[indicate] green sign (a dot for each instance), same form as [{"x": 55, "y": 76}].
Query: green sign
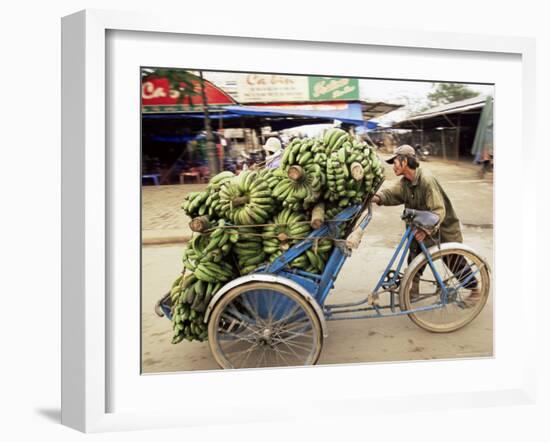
[{"x": 331, "y": 88}]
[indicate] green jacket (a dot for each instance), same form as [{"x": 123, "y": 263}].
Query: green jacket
[{"x": 425, "y": 193}]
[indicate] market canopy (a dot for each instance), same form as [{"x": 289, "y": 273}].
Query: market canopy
[
  {"x": 346, "y": 112},
  {"x": 157, "y": 97}
]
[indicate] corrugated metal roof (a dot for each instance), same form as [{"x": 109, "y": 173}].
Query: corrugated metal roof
[{"x": 451, "y": 108}]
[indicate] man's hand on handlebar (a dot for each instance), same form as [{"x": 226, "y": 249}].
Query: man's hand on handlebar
[{"x": 419, "y": 234}]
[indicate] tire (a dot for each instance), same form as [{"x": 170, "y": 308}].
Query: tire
[
  {"x": 264, "y": 324},
  {"x": 458, "y": 311}
]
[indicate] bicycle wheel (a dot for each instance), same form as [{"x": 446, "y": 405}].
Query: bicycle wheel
[
  {"x": 466, "y": 278},
  {"x": 264, "y": 325}
]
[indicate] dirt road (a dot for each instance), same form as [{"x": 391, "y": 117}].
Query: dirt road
[{"x": 353, "y": 341}]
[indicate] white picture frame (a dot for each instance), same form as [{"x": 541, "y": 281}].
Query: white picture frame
[{"x": 86, "y": 207}]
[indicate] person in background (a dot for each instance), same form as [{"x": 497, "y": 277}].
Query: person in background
[
  {"x": 274, "y": 152},
  {"x": 418, "y": 189}
]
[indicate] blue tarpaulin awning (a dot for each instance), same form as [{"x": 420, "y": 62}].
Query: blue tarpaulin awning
[
  {"x": 346, "y": 112},
  {"x": 350, "y": 113}
]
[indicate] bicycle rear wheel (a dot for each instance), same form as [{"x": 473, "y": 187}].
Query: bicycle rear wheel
[
  {"x": 264, "y": 325},
  {"x": 466, "y": 278}
]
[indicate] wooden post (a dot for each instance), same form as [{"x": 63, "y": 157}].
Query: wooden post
[
  {"x": 443, "y": 149},
  {"x": 457, "y": 141}
]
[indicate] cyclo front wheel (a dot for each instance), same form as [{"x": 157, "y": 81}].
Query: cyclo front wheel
[
  {"x": 465, "y": 276},
  {"x": 264, "y": 324}
]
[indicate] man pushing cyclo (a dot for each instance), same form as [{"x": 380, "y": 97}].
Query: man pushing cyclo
[{"x": 424, "y": 198}]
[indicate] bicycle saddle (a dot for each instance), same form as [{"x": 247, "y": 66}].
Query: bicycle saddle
[{"x": 421, "y": 218}]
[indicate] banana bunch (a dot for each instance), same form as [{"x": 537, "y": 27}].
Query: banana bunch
[
  {"x": 246, "y": 199},
  {"x": 193, "y": 204},
  {"x": 207, "y": 202},
  {"x": 287, "y": 228},
  {"x": 249, "y": 250},
  {"x": 271, "y": 177},
  {"x": 190, "y": 297},
  {"x": 209, "y": 248}
]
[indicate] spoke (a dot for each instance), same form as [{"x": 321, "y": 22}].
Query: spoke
[
  {"x": 248, "y": 353},
  {"x": 295, "y": 344},
  {"x": 246, "y": 304},
  {"x": 261, "y": 358},
  {"x": 270, "y": 310},
  {"x": 245, "y": 338},
  {"x": 279, "y": 353},
  {"x": 292, "y": 334},
  {"x": 233, "y": 313},
  {"x": 287, "y": 317}
]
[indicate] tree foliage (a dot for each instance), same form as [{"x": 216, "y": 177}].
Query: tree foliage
[{"x": 445, "y": 93}]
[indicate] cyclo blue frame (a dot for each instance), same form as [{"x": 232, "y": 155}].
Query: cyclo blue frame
[{"x": 320, "y": 285}]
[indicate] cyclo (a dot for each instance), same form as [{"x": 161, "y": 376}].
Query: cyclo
[{"x": 277, "y": 315}]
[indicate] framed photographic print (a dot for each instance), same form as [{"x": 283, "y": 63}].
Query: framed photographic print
[{"x": 241, "y": 212}]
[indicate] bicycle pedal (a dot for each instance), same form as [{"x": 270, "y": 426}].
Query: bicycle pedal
[{"x": 373, "y": 300}]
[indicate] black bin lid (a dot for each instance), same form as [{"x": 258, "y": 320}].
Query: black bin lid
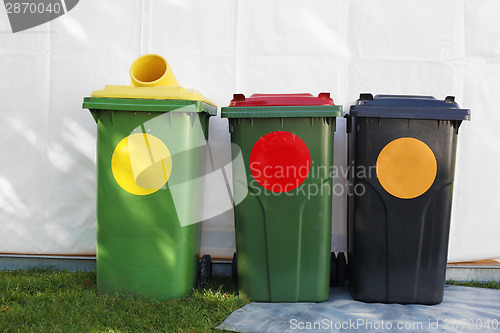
[{"x": 408, "y": 107}]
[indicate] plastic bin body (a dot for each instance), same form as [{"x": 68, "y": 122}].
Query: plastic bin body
[
  {"x": 283, "y": 239},
  {"x": 142, "y": 249},
  {"x": 398, "y": 238}
]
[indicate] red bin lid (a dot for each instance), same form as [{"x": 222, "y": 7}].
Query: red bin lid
[{"x": 303, "y": 99}]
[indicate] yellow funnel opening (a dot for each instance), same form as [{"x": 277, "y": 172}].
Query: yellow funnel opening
[{"x": 151, "y": 70}]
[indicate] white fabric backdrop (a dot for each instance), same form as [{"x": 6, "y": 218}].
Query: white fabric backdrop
[{"x": 427, "y": 47}]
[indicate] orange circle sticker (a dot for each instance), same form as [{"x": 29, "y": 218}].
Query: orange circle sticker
[
  {"x": 141, "y": 164},
  {"x": 406, "y": 168}
]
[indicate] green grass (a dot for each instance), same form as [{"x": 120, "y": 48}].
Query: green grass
[
  {"x": 489, "y": 285},
  {"x": 59, "y": 301}
]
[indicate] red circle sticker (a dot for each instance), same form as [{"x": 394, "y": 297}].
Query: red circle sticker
[{"x": 280, "y": 161}]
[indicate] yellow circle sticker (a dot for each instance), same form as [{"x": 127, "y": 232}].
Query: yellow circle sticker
[
  {"x": 141, "y": 164},
  {"x": 406, "y": 168}
]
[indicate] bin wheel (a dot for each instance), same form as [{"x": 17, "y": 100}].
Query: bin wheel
[
  {"x": 205, "y": 270},
  {"x": 234, "y": 269},
  {"x": 341, "y": 268},
  {"x": 333, "y": 270}
]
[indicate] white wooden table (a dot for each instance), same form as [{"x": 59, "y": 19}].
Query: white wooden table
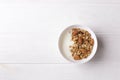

- DIRECTIVE: How many lines in the entries above contain the string "picture"? Reply with the number alone.

- EXPECTED ANSWER: 2